··· Records supplied ···
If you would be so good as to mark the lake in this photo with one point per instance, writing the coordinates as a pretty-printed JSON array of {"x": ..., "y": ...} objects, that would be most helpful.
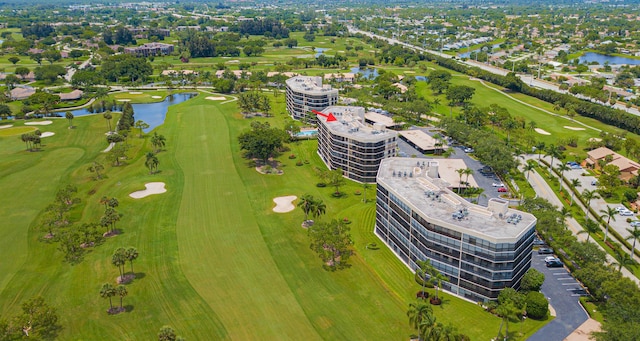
[
  {"x": 590, "y": 57},
  {"x": 151, "y": 113}
]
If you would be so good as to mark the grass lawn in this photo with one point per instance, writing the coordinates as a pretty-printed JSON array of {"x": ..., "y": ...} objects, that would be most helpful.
[{"x": 212, "y": 251}]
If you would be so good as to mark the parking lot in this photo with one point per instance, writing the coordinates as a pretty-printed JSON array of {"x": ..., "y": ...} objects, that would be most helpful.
[
  {"x": 562, "y": 291},
  {"x": 484, "y": 181}
]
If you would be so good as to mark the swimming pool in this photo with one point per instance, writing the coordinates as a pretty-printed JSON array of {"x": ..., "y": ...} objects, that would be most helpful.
[{"x": 307, "y": 133}]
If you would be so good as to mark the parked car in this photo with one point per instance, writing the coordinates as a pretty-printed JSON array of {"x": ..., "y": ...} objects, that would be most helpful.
[
  {"x": 554, "y": 264},
  {"x": 545, "y": 251}
]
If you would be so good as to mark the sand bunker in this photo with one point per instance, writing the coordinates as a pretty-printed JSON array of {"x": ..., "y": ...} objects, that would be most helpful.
[
  {"x": 152, "y": 188},
  {"x": 284, "y": 204},
  {"x": 542, "y": 131},
  {"x": 41, "y": 123}
]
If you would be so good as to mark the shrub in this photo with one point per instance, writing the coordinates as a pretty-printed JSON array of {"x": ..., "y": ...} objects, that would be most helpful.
[{"x": 537, "y": 305}]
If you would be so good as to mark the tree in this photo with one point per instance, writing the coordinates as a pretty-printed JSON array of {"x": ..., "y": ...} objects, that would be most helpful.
[
  {"x": 108, "y": 291},
  {"x": 609, "y": 213},
  {"x": 587, "y": 196},
  {"x": 121, "y": 291},
  {"x": 119, "y": 259},
  {"x": 140, "y": 124},
  {"x": 532, "y": 280},
  {"x": 635, "y": 235},
  {"x": 151, "y": 162},
  {"x": 158, "y": 141},
  {"x": 131, "y": 254},
  {"x": 38, "y": 320},
  {"x": 96, "y": 167},
  {"x": 590, "y": 227},
  {"x": 107, "y": 116},
  {"x": 332, "y": 242}
]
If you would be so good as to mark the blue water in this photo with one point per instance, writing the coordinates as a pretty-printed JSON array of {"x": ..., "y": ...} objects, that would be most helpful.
[
  {"x": 601, "y": 58},
  {"x": 307, "y": 133},
  {"x": 151, "y": 113},
  {"x": 366, "y": 73}
]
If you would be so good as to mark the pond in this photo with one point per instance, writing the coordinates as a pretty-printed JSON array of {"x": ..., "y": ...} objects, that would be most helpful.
[
  {"x": 151, "y": 113},
  {"x": 590, "y": 57},
  {"x": 366, "y": 73}
]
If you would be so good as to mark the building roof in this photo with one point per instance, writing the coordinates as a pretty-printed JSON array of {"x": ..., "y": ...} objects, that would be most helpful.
[
  {"x": 350, "y": 123},
  {"x": 421, "y": 139},
  {"x": 430, "y": 196}
]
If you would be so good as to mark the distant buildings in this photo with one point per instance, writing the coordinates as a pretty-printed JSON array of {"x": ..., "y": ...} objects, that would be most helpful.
[
  {"x": 480, "y": 249},
  {"x": 306, "y": 93},
  {"x": 150, "y": 49},
  {"x": 346, "y": 142}
]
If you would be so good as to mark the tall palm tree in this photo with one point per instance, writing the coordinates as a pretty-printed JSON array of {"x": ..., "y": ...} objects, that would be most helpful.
[
  {"x": 131, "y": 254},
  {"x": 590, "y": 227},
  {"x": 588, "y": 195},
  {"x": 306, "y": 204},
  {"x": 528, "y": 167},
  {"x": 609, "y": 213},
  {"x": 554, "y": 152},
  {"x": 418, "y": 312},
  {"x": 622, "y": 259},
  {"x": 108, "y": 291},
  {"x": 635, "y": 235},
  {"x": 121, "y": 291},
  {"x": 575, "y": 183},
  {"x": 107, "y": 116},
  {"x": 318, "y": 209}
]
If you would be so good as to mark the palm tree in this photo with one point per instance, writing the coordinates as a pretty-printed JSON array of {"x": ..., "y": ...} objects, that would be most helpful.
[
  {"x": 622, "y": 259},
  {"x": 365, "y": 187},
  {"x": 588, "y": 195},
  {"x": 318, "y": 208},
  {"x": 121, "y": 291},
  {"x": 590, "y": 227},
  {"x": 554, "y": 152},
  {"x": 609, "y": 213},
  {"x": 131, "y": 254},
  {"x": 306, "y": 204},
  {"x": 528, "y": 167},
  {"x": 108, "y": 291},
  {"x": 635, "y": 235},
  {"x": 418, "y": 313},
  {"x": 69, "y": 116},
  {"x": 562, "y": 168},
  {"x": 118, "y": 259},
  {"x": 107, "y": 116},
  {"x": 460, "y": 172},
  {"x": 575, "y": 183},
  {"x": 151, "y": 162}
]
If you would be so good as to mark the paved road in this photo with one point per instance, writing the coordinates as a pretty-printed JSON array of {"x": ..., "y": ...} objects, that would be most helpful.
[{"x": 563, "y": 292}]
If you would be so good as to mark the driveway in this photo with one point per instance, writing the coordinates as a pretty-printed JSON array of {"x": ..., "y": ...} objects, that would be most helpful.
[{"x": 562, "y": 291}]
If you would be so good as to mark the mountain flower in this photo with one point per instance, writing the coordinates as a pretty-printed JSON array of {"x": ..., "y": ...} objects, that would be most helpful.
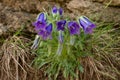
···
» Goal of the exercise: Output all the records above exactly, but without their images.

» Result of this task:
If you would be so good as to mark the lake in this photo with one point per instance, writing the coordinates as a pretty-printed JSON array of {"x": ..., "y": ...} objects, that would be most helpful.
[
  {"x": 590, "y": 57},
  {"x": 151, "y": 113}
]
If you would be so good as to mark the grass lawn in this photo with one point per instance, writing the coordinates as a pretty-printed JSON array of {"x": ..., "y": ...} objects, that would be most helpful.
[{"x": 212, "y": 251}]
If you would be so good as to mark the parking lot in this photo with one point per instance, writing the coordinates as a pretty-printed JSON array of {"x": ..., "y": ...} objects, that would be most helpful.
[
  {"x": 562, "y": 291},
  {"x": 484, "y": 181}
]
If you would be so good as to mark the swimming pool in this photo with one point per instance, writing the coordinates as a pretty-printed JSON array of {"x": ..., "y": ...} objects, that would be most helpful.
[{"x": 307, "y": 133}]
If you would be so good as to mark the parked car in this photo with one point per instance, writing the coordinates as a pretty-printed JSON array of {"x": ..., "y": ...} objects, that would be most helpful.
[
  {"x": 554, "y": 264},
  {"x": 545, "y": 251}
]
If you would be so good as to mark the sand bunker in this photo with one point per instance, writing the coordinates as a pretty-printed JSON array of {"x": ..., "y": ...} objects, that would be most helpful.
[
  {"x": 152, "y": 188},
  {"x": 284, "y": 204},
  {"x": 542, "y": 131},
  {"x": 41, "y": 123}
]
If you would be so good as to mark the shrub in this photo with one point per instance, writing the coordinates as a pretty-printed JSON array of {"x": ..., "y": ...} objects, that would be most helpful.
[{"x": 537, "y": 305}]
If you would be so good as to mark the tree in this photo with one point per instance, writing the coordinates as a pretty-printed JSON array of {"x": ..., "y": ...} objects, that would be most helpful.
[
  {"x": 108, "y": 291},
  {"x": 609, "y": 213},
  {"x": 587, "y": 196},
  {"x": 121, "y": 291},
  {"x": 119, "y": 259},
  {"x": 140, "y": 124},
  {"x": 532, "y": 280},
  {"x": 635, "y": 235},
  {"x": 151, "y": 162},
  {"x": 158, "y": 141},
  {"x": 131, "y": 254},
  {"x": 38, "y": 320},
  {"x": 96, "y": 167},
  {"x": 590, "y": 227},
  {"x": 107, "y": 116},
  {"x": 332, "y": 242}
]
If you would be so good as to mark the blue water in this photo with one point per instance, writing the coordinates as a pretty-printed JSON array of {"x": ..., "y": ...} objects, that would be most helpful.
[
  {"x": 601, "y": 58},
  {"x": 307, "y": 133},
  {"x": 151, "y": 113},
  {"x": 366, "y": 73}
]
If you would be so good as to mark the pond in this photo with one point per instance, writing the coordinates as a pretty-printed JSON array of {"x": ..., "y": ...} objects, that would be most helpful.
[
  {"x": 151, "y": 113},
  {"x": 590, "y": 57},
  {"x": 366, "y": 73}
]
If you would be so good as to mark the building roof in this photo with one point per instance, writing the coordinates as a pretty-printed JSON array of {"x": ..., "y": ...} objects, that would be most helpful.
[
  {"x": 350, "y": 123},
  {"x": 421, "y": 139},
  {"x": 430, "y": 196}
]
If you would be so good as to mark the distant buildings in this photo with one point per instance, writing the coordinates as a pretty-printed JSON array of {"x": ..., "y": ...} objects, that would be most helpful.
[
  {"x": 480, "y": 249},
  {"x": 306, "y": 93},
  {"x": 150, "y": 49},
  {"x": 346, "y": 142}
]
If you would be so good as to mark the tall palm tree in this photo with one point per instance, writing the coordinates as a pretty-printed JSON array of {"x": ..., "y": ...} objects, that would be most helpful.
[
  {"x": 131, "y": 254},
  {"x": 590, "y": 227},
  {"x": 588, "y": 195},
  {"x": 306, "y": 204},
  {"x": 528, "y": 167},
  {"x": 609, "y": 213},
  {"x": 554, "y": 152},
  {"x": 418, "y": 312},
  {"x": 622, "y": 259},
  {"x": 108, "y": 291},
  {"x": 635, "y": 235},
  {"x": 121, "y": 291},
  {"x": 575, "y": 183},
  {"x": 107, "y": 116},
  {"x": 318, "y": 209}
]
If you would be so good as to mark the palm tree in this photo with one point per instance, writing the coordinates as a pretty-printed JSON array of {"x": ..., "y": ...} objects, that would be most helpful.
[
  {"x": 622, "y": 259},
  {"x": 365, "y": 187},
  {"x": 588, "y": 195},
  {"x": 318, "y": 208},
  {"x": 121, "y": 291},
  {"x": 590, "y": 227},
  {"x": 554, "y": 152},
  {"x": 609, "y": 213},
  {"x": 131, "y": 254},
  {"x": 306, "y": 204},
  {"x": 528, "y": 167},
  {"x": 108, "y": 291},
  {"x": 635, "y": 235},
  {"x": 418, "y": 313},
  {"x": 69, "y": 116},
  {"x": 562, "y": 168},
  {"x": 118, "y": 259},
  {"x": 107, "y": 116},
  {"x": 460, "y": 172},
  {"x": 575, "y": 183},
  {"x": 151, "y": 162}
]
If you would be so good as to mark the paved road in this photo with one point per instance, writing the coordinates as a pretty-printed JSON array of {"x": ..., "y": ...} objects, that would be most helpful.
[{"x": 563, "y": 292}]
If you would be so good as to mark the driveway in this photo with one point per instance, writing the coordinates as a pretty-printed JSON array of {"x": ..., "y": ...} objects, that would be most helpful.
[{"x": 562, "y": 291}]
If you would be so good as to mark the mountain flower in this photo with one point per instance, writing the coordinates as a pretty-printed JSON array of {"x": ..., "y": ...} objects, that would be most helpful.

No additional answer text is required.